Skip the pictures. Transcribe the rest of the data below without changing a word.

-- start of RECORDS PROVIDED --

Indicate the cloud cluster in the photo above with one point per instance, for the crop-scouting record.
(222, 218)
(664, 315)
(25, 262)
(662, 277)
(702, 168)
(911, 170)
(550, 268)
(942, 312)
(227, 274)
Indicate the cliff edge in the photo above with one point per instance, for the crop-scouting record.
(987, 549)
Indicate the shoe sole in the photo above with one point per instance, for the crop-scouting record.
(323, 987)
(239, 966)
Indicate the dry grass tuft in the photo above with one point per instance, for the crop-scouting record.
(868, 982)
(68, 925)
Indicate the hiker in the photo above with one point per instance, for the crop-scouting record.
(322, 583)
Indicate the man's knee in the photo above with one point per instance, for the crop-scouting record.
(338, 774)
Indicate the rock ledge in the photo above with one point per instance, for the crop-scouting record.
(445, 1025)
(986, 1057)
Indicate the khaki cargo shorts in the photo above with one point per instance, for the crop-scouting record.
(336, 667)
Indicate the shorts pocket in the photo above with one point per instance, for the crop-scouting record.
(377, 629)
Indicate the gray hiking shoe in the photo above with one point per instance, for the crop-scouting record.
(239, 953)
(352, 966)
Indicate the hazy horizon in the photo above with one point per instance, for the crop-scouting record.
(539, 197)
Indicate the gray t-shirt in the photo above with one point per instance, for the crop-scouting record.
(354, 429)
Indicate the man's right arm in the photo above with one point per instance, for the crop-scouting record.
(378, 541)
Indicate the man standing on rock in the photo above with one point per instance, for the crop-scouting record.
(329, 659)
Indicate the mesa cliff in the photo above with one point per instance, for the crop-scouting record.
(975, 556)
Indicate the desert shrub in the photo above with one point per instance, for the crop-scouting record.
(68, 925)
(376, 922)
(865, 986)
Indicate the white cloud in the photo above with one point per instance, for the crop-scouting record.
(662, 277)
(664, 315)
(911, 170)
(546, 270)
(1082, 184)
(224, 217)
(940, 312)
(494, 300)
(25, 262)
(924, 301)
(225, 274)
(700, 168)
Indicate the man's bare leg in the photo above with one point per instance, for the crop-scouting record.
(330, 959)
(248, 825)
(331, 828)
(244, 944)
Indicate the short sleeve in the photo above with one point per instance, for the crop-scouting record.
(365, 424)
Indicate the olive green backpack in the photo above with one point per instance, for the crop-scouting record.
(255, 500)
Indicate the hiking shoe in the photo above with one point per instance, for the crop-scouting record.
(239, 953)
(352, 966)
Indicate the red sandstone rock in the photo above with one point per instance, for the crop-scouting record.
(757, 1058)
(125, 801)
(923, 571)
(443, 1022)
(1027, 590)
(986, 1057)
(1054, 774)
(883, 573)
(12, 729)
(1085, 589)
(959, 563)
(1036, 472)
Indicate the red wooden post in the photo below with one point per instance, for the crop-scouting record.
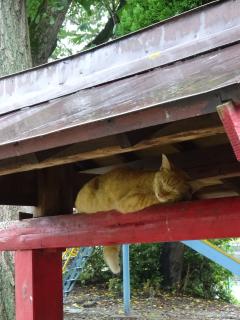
(230, 116)
(38, 280)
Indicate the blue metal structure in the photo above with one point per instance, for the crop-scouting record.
(126, 278)
(204, 247)
(216, 254)
(76, 266)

-- end of RECORDS PROVIDED --

# CORRECT RESULT:
Indicate the cloud cluster in the photo above with one point per instance, for the crop-scouting record.
(222, 218)
(664, 315)
(25, 262)
(662, 277)
(702, 168)
(911, 170)
(550, 268)
(942, 312)
(227, 274)
Indicate the cliff edge in the photo above with one point per instance, for the crop-scouting record.
(987, 549)
Indicate the shoe sole in the photo above with one point per instance, for the crop-scouting record.
(323, 987)
(239, 966)
Indicate the dry grass tuft in the photo above with one point per instance, for the crop-scouting record.
(868, 982)
(68, 925)
Indicate the hiker in the photo above with one point per instance, for the crop-scouting record.
(322, 583)
Indicate the man's knee in the photo above with one point per instance, for the crop-scouting record.
(338, 774)
Indicate the rock ledge in the photo above with one point per instance, for the crop-scouting record.
(445, 1025)
(986, 1057)
Indicate the khaki cargo shorts in the photo above with one point per instance, for the crop-scouting record.
(336, 667)
Indicate the shorts pocket in the photo above with one point per instance, for the crop-scouting record.
(377, 629)
Indicate the gray hiking shoe in the photo above with one point per instance, for the crop-scouting record.
(239, 953)
(352, 966)
Indicate the hazy horizon in the photo above with one point per instance, for the crop-scouting record.
(539, 197)
Indicate the gray t-shirt in the photo above with one point per instance, for the crop-scouting record.
(354, 429)
Indicate the man's right arm in the photo above with one point per instance, for the crop-scouting record.
(378, 541)
Indicate the man standing on rock in the photo above with one point per instance, for the crop-scouting record.
(329, 659)
Indicate the mesa cliff in the photo above with one point per instance, for the crop-scouting record.
(975, 556)
Indicate the desert shrub in the photo above with one point per instance, for the crop-scouting record.
(68, 925)
(376, 922)
(865, 986)
Indicate the white cloud in the photo above with one point per instance, for the crop-scouting record.
(662, 277)
(664, 315)
(911, 170)
(546, 270)
(1082, 184)
(224, 217)
(940, 312)
(494, 300)
(25, 262)
(924, 301)
(225, 274)
(700, 168)
Indicate the man's bare leg in the photo above with one point per instance, for the crop-scouting record.
(330, 959)
(248, 825)
(331, 828)
(244, 944)
Indicate the short sleeve in the photo above with one point per instance, for the crop-scouting record.
(365, 424)
Indicate the olive green backpack in the photo above with one point per instance, for the crop-scouting record.
(255, 500)
Indicate the hiking shoe in the photo above with one point per instance, for the crop-scouting record.
(239, 953)
(352, 966)
Indicate the red sandstone rock in the photo above with one point per instance, for the crop-scouting record.
(757, 1058)
(125, 801)
(923, 571)
(443, 1022)
(1027, 590)
(986, 1057)
(1054, 774)
(883, 573)
(12, 729)
(1085, 589)
(959, 563)
(1036, 472)
Indicate the red wooden post in the photo below with one point per instance, for the crop-scouting record.
(230, 116)
(38, 280)
Indicate the blue metal structure in the photo above with one point per instance, for the crop-scouting record.
(126, 278)
(204, 247)
(216, 254)
(76, 266)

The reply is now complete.